For investors, making yield plays seem to be a highly sensible thing to do. According to DBS, here are 4 yield plays that investors should consider.
Investors Takeaway: 4 Yield Plays As Trade War Uncertainties Linger By DBS
With the rise of its REITs’ share prices, DBS sees a window of opportunity for Frasers Property (Frasers) to capitalise and grow its REITs AUM. One strategy that DBS thinks Frasers Property can adopt is to recycle its mature assets into its listed REITs. This can help the developer to grow its AUM and re-allocate funds towards higher return investments.
Overall, DBS remains highly positive on Frasers Property due to its limited exposure to Singapore residential properties amidst subdued sentiments. Its strong recurring income profile as a landlord in the commercial space, rising stakes in PGIM, and news of interested parties for the newly completed Frasers Tower meant that the developer could potentially benefit from the URA Masterplan 2019 which emphasizes on the redevelopment of CBD. This could return higher plot ratio for Frasers Property in the prime district.

[Stored dataset items]
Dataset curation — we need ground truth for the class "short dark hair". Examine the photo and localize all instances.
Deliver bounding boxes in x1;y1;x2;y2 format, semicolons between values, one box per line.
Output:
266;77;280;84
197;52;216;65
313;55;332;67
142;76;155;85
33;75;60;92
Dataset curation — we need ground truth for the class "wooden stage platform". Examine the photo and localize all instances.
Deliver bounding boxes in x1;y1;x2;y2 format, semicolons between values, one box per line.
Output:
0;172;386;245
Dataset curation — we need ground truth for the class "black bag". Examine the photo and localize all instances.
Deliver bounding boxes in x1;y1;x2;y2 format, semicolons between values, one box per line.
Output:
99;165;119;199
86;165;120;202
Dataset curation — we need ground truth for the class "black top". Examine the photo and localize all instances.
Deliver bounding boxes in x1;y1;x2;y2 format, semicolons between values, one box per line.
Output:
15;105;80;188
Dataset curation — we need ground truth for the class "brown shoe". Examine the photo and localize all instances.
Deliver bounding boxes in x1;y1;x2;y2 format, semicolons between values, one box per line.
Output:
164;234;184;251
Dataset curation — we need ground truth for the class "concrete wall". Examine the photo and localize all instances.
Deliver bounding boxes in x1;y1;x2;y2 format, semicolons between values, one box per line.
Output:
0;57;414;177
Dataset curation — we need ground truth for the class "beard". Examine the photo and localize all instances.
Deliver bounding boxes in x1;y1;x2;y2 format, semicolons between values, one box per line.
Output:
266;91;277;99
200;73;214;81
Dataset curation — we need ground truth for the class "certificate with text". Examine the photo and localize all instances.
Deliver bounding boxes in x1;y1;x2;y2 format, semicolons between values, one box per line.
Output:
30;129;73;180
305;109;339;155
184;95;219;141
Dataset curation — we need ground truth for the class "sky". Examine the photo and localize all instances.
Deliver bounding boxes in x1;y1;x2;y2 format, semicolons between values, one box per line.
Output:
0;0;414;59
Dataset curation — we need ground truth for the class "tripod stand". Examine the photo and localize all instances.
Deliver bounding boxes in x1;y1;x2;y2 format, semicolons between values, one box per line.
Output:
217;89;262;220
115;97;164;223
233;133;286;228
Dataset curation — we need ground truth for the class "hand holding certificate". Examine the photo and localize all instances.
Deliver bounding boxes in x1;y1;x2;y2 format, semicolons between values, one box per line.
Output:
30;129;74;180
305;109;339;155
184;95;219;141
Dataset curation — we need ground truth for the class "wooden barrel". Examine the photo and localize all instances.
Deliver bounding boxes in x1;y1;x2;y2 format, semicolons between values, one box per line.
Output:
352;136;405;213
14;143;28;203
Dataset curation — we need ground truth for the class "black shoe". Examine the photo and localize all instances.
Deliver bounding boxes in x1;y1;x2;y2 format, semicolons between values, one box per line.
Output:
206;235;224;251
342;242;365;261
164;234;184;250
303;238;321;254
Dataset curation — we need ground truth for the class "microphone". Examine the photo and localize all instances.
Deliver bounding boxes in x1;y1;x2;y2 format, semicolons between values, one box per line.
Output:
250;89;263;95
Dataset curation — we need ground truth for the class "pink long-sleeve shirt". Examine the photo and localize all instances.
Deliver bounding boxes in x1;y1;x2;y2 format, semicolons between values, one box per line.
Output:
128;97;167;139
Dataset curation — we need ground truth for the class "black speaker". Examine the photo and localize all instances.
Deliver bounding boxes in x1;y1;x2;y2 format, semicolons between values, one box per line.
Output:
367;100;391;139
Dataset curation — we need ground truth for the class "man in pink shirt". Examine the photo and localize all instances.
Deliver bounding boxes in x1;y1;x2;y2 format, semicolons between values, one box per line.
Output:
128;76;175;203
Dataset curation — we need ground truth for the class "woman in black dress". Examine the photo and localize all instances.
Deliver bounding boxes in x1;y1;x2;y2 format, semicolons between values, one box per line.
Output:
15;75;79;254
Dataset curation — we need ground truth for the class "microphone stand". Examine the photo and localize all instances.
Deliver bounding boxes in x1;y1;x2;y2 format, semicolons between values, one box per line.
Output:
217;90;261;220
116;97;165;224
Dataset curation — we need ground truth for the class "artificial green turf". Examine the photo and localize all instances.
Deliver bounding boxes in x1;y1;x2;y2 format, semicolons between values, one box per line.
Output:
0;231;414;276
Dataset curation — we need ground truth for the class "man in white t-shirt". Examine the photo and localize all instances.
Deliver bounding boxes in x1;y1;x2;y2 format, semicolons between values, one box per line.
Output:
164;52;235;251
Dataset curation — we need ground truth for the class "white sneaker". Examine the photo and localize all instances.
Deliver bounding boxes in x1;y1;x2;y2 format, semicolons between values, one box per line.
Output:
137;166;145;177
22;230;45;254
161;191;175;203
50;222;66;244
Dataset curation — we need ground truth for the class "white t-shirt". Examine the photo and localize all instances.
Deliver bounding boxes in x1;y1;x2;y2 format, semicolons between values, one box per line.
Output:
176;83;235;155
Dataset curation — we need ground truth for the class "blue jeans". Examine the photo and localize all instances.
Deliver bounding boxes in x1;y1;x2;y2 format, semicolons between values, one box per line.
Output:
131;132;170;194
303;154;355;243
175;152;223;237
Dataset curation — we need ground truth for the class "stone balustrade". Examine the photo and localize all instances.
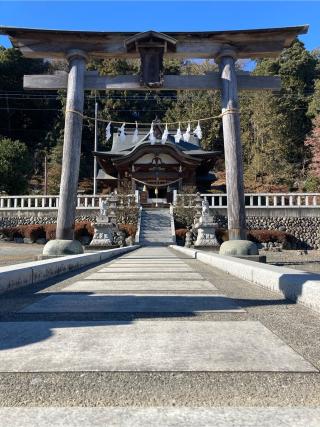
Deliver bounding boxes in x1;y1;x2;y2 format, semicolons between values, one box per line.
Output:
0;194;135;214
173;192;320;210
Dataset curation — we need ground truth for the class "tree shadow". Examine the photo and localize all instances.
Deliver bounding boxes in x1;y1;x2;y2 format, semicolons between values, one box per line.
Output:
0;292;291;352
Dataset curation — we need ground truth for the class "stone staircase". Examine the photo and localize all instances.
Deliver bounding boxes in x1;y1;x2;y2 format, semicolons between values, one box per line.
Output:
139;208;175;246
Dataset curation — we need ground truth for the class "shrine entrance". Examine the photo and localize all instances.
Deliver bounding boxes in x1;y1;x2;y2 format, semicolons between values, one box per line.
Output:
0;25;308;254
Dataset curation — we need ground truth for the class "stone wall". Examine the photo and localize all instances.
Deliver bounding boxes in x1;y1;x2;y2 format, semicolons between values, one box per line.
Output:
0;215;96;228
215;215;320;249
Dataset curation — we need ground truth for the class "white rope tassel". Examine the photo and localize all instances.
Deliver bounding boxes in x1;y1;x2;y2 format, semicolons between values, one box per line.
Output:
174;122;182;143
193;121;202;139
183;122;191;142
149;123;156;145
106;122;111;141
132;122;139;144
119;123;126;143
161;123;169;144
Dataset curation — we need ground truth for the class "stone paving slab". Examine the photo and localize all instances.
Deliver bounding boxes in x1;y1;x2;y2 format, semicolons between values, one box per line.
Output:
0;321;318;372
0;407;320;427
20;293;238;313
101;264;193;274
87;274;202;280
60;280;217;292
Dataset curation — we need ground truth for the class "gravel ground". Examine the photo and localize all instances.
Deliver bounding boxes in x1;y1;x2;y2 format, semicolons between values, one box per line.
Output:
259;250;320;273
0;242;43;267
0;251;320;406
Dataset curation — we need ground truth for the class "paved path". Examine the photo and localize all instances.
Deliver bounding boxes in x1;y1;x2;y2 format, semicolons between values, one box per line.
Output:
0;247;320;426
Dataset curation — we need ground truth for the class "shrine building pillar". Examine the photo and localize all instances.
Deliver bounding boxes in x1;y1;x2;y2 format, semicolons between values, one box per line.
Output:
56;50;87;240
216;46;246;240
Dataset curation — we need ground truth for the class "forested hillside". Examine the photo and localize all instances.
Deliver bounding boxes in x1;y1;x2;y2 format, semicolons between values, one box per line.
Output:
0;40;320;194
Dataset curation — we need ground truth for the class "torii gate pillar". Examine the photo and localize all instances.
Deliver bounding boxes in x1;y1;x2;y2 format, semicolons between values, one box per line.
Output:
43;50;87;255
217;47;246;240
216;46;259;256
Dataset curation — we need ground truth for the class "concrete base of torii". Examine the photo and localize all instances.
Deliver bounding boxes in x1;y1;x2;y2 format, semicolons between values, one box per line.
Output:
219;240;259;256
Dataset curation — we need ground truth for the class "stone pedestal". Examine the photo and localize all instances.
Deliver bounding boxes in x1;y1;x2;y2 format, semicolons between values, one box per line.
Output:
194;215;220;248
193;198;220;248
90;217;118;247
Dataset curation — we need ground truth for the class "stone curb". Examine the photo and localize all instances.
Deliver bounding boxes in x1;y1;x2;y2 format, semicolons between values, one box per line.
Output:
170;245;320;313
0;245;139;294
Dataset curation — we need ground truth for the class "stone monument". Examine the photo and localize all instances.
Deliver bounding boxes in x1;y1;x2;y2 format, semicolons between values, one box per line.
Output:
90;193;119;248
193;198;220;248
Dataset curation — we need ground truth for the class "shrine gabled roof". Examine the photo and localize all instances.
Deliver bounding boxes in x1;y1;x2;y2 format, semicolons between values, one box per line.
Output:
0;25;308;58
95;130;219;159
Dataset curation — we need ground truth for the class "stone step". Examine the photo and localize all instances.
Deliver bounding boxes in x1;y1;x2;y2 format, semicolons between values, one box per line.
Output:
0;406;320;427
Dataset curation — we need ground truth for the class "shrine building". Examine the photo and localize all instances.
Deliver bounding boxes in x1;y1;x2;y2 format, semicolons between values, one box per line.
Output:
94;124;221;203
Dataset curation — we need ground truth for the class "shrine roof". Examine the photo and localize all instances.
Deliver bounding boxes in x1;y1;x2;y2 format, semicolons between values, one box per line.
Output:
96;130;218;158
0;25;308;58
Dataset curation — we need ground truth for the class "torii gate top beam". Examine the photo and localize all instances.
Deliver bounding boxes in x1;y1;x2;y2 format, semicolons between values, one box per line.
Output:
0;25;308;58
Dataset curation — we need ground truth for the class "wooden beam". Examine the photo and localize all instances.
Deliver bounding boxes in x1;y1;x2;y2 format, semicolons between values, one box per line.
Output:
23;72;281;91
0;26;308;58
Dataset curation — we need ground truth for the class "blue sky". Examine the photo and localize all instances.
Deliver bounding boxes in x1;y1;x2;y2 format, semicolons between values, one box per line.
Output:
0;0;320;49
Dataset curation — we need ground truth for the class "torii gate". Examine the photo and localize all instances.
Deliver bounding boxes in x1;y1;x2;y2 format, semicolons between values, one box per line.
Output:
0;25;308;253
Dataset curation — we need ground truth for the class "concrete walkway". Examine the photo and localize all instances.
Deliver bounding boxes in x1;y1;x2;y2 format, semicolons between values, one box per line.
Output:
0;247;320;426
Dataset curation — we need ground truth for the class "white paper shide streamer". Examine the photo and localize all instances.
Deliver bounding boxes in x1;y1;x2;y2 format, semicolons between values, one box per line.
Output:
174;123;182;143
183;122;191;142
149;123;156;145
106;122;111;141
132;122;139;144
161;123;169;144
193;121;202;139
119;123;126;143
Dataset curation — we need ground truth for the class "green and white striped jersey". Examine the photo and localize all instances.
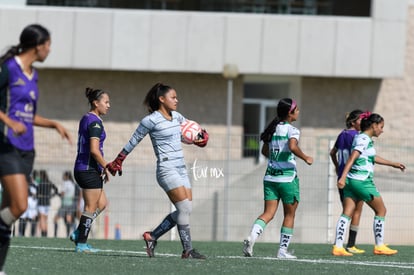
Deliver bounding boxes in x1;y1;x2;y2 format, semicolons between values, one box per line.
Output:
264;121;300;182
347;133;376;180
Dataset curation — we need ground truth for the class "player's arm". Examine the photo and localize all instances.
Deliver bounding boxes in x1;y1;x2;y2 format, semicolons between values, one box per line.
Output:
33;114;72;144
262;142;269;158
337;150;361;189
289;138;313;165
329;146;339;176
375;156;405;171
0;111;27;136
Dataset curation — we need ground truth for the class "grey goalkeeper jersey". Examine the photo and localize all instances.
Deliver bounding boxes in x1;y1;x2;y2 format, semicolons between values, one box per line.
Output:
124;111;186;166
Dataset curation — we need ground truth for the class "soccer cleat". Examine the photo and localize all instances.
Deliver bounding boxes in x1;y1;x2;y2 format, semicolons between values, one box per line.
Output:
332;245;353;256
142;231;157;258
243;238;253;257
277;249;297;259
69;229;79;244
181;249;207;260
75;243;100;253
374;244;398;255
346;246;365;254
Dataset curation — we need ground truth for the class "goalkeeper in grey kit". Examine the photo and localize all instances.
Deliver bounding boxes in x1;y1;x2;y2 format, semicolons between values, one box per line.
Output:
107;83;208;259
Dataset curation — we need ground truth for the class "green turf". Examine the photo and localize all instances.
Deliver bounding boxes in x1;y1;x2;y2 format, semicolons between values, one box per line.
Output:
5;237;414;275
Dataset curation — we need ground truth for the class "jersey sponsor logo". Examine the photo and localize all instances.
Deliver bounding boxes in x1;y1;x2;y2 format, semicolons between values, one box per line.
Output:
13;77;26;86
29;90;36;100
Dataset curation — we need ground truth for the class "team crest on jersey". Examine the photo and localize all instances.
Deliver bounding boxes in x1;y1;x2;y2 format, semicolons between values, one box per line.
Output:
29;90;36;100
24;103;33;113
13;77;26;86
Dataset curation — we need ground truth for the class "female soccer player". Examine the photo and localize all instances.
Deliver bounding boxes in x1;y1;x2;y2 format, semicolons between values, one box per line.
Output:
107;83;208;259
332;113;405;256
330;110;365;254
70;88;110;252
0;24;71;274
243;98;313;259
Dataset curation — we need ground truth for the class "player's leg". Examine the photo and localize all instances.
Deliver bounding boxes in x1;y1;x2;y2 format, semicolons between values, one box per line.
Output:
332;197;356;256
0;174;28;271
367;196;398;255
72;188;102;252
243;181;279;257
277;178;300;259
346;200;365;254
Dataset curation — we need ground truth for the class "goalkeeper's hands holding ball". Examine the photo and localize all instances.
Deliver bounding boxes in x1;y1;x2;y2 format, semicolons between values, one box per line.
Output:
106;150;127;176
194;129;208;147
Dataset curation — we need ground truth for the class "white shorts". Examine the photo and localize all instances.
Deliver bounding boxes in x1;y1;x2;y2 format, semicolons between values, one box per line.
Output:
157;161;191;192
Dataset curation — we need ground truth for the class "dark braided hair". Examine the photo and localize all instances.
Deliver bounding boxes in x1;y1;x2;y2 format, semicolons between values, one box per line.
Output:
85;87;108;107
144;83;172;113
361;113;384;132
0;24;50;64
260;98;296;143
345;109;363;129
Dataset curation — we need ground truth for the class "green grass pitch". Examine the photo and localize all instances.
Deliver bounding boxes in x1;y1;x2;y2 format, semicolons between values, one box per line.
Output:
5;237;414;275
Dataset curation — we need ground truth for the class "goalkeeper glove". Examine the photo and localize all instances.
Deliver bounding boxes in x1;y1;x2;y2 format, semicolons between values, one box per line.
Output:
194;129;208;147
106;151;127;176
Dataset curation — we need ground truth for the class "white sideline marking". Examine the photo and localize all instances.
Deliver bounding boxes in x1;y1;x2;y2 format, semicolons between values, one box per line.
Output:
217;256;414;269
10;245;414;270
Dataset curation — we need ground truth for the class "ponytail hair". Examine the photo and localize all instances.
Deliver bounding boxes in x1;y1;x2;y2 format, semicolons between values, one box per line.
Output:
260;98;297;143
85;87;108;107
345;109;363;129
0;24;50;64
361;112;384;132
144;83;172;113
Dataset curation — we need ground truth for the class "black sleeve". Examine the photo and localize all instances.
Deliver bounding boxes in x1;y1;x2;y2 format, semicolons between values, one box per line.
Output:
0;63;9;112
88;121;103;139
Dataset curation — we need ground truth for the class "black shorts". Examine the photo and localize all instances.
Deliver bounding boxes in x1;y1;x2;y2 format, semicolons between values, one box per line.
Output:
0;143;35;182
73;170;103;189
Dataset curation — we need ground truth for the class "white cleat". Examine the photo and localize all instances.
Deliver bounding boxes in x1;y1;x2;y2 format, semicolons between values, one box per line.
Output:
277;249;297;259
243;238;253;257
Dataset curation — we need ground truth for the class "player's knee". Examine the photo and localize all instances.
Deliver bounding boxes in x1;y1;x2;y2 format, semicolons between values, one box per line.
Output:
175;199;192;224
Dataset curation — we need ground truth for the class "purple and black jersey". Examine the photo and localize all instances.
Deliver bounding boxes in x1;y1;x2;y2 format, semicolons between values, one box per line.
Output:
0;57;39;151
74;113;106;173
335;129;358;178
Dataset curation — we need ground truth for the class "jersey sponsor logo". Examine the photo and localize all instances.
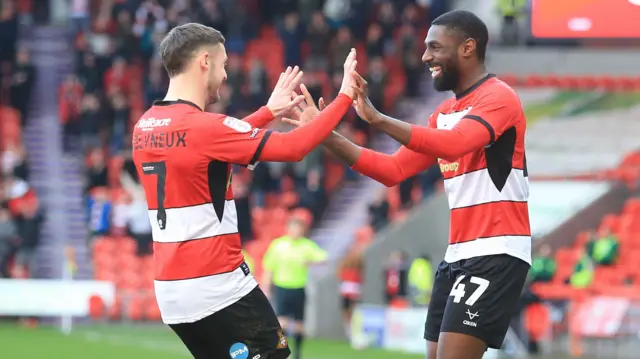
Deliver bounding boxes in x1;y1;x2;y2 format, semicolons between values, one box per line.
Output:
436;106;471;130
440;162;460;173
133;131;187;150
136;117;171;131
229;343;249;359
222;117;251;133
276;329;289;349
467;309;480;320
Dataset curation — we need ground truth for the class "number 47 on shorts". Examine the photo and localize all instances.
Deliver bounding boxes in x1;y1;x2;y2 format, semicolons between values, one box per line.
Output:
449;275;491;306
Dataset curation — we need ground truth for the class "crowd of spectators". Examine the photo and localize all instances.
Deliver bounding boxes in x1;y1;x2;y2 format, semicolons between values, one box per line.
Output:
0;0;44;278
71;0;444;248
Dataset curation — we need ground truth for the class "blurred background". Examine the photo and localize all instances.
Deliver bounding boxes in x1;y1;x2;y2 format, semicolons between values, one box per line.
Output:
0;0;640;359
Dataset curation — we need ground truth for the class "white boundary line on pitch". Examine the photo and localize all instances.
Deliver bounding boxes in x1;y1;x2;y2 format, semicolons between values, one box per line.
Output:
80;331;189;357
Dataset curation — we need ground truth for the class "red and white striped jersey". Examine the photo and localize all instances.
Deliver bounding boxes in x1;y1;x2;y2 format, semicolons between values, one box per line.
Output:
429;75;531;264
133;100;270;324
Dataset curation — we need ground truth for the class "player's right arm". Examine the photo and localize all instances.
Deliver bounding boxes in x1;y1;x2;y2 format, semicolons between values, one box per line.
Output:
324;132;436;187
194;94;352;166
284;85;437;187
200;49;357;166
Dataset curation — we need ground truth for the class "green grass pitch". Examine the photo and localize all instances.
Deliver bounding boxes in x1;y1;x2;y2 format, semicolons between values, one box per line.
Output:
0;324;423;359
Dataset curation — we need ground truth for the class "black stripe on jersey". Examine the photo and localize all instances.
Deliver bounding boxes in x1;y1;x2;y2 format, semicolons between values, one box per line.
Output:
249;130;271;165
154;261;247;282
463;115;496;145
444;167;526;181
153;99;202;111
207;161;229;222
458;232;531;244
451;199;527;211
153;232;239;243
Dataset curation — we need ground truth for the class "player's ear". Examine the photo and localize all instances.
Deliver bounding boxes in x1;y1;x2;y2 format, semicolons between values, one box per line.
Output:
461;39;476;57
198;51;211;70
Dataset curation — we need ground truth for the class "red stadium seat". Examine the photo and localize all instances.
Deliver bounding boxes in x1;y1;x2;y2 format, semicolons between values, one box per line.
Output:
291;208;313;226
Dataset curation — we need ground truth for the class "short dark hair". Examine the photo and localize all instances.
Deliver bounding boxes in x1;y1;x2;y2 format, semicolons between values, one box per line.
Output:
431;10;489;62
158;23;225;77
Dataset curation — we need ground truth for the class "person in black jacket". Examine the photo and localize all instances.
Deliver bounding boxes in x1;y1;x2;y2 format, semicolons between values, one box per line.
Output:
16;200;44;275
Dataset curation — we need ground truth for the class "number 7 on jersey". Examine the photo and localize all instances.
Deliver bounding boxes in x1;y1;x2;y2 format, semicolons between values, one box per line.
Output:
142;161;167;229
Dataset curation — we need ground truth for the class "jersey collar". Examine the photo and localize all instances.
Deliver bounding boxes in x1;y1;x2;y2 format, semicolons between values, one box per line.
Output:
153;99;202;111
456;74;496;100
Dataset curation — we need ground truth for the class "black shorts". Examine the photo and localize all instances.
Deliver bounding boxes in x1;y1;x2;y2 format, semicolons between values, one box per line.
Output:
169;286;291;359
273;286;307;321
424;254;529;349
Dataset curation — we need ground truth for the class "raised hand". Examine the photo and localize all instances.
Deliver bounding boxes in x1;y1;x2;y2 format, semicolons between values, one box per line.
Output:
340;49;358;100
351;71;380;124
267;66;304;117
282;84;326;127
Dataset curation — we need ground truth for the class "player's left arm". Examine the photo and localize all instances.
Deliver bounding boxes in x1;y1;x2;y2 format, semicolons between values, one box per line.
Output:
374;91;521;161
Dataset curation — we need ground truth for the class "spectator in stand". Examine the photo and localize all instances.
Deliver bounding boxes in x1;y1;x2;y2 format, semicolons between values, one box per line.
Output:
10;47;35;127
15;197;45;278
247;59;269;108
586;229;620;266
297;168;327;219
338;250;364;338
323;0;351;29
407;254;434;307
79;94;104;153
529;243;557;282
70;0;91;37
0;1;18;71
145;62;168;107
369;188;389;232
113;9;136;61
87;187;111;244
0;142;29;181
77;52;102;95
331;26;355;71
249;163;277;208
278;12;304;66
385;251;410;304
0;204;18;278
377;1;397;47
58;75;84;152
85;148;108;193
226;54;247;103
400;3;423;30
568;253;595;289
305;11;331;69
104;57;130;95
106;92;130;153
400;24;424;98
365;57;388;108
365;22;385;59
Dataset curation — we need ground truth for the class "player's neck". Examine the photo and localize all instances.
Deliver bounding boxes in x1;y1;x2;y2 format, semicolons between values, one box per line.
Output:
164;75;207;110
453;66;488;96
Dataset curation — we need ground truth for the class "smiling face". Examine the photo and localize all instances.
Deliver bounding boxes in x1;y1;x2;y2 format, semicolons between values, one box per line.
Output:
422;25;476;91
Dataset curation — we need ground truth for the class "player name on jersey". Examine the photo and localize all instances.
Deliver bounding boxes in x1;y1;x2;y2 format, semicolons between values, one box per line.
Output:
133;131;187;150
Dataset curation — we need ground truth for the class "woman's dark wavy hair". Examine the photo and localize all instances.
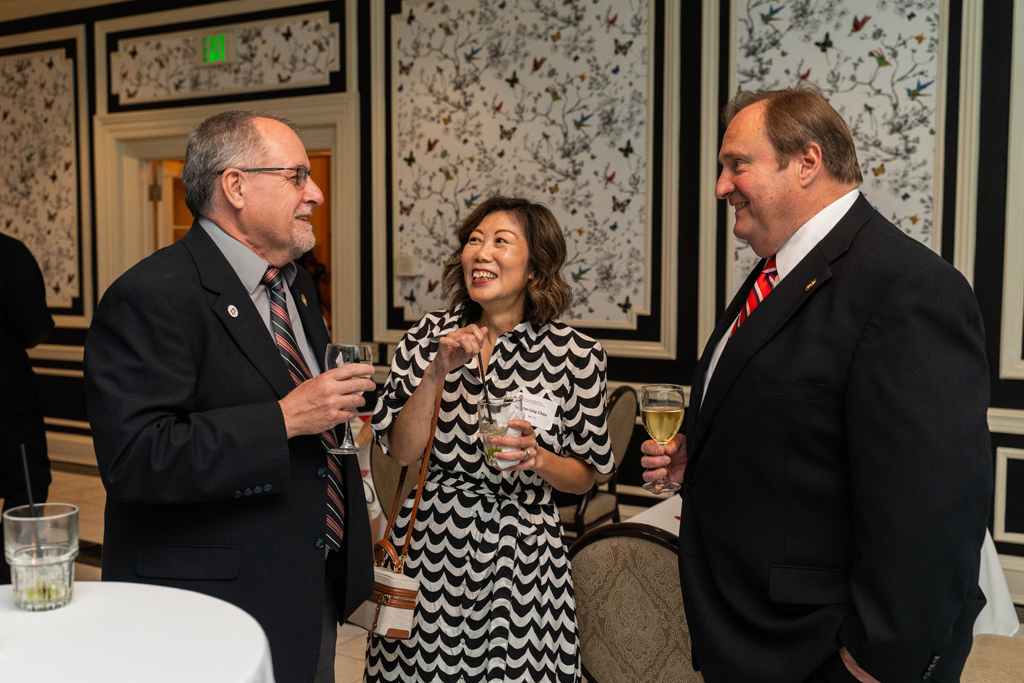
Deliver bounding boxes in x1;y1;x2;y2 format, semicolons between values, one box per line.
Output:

Prompt. Continue the excerpt on DBS's yield plays amid trade war uncertainties, starting after its final sentence about a higher plot ratio for Frasers Property.

The answer.
Right now, Frasers Property valuation remains attractive at 0.7 times price-to-book value. With its dividend yield being the highest among developers (five percent), this makes it a safe harbour in the current uncertain times.
Keppel KBS US REIT
Among the REITs, Keppel KBS US REIT is one of the REITs that DBS remains bullish on. This is because of Keppel KBS US REIT’s managerial guidance that it will achieve high single-digit rental reversions for leases due for renewal for the remainder of the year. This is supported by an independent view from CoStar, which also gave a similar forecast.
DBS notes that the market has been extremely sceptical of the boost from the recent acquisitions (Westpark portfolio and Maitland Promenade I) following the disappointment over the rights issue conducted in late-2018. However, with 1Q19 DPU rising six percent year-on-year, some of the market concerns should be allayed.
With Keppel KBS US REIT trading at attractive valuations, ten percent discount to book value during an office upturn and high yield of 7.6 percent makes it one the top yield plays.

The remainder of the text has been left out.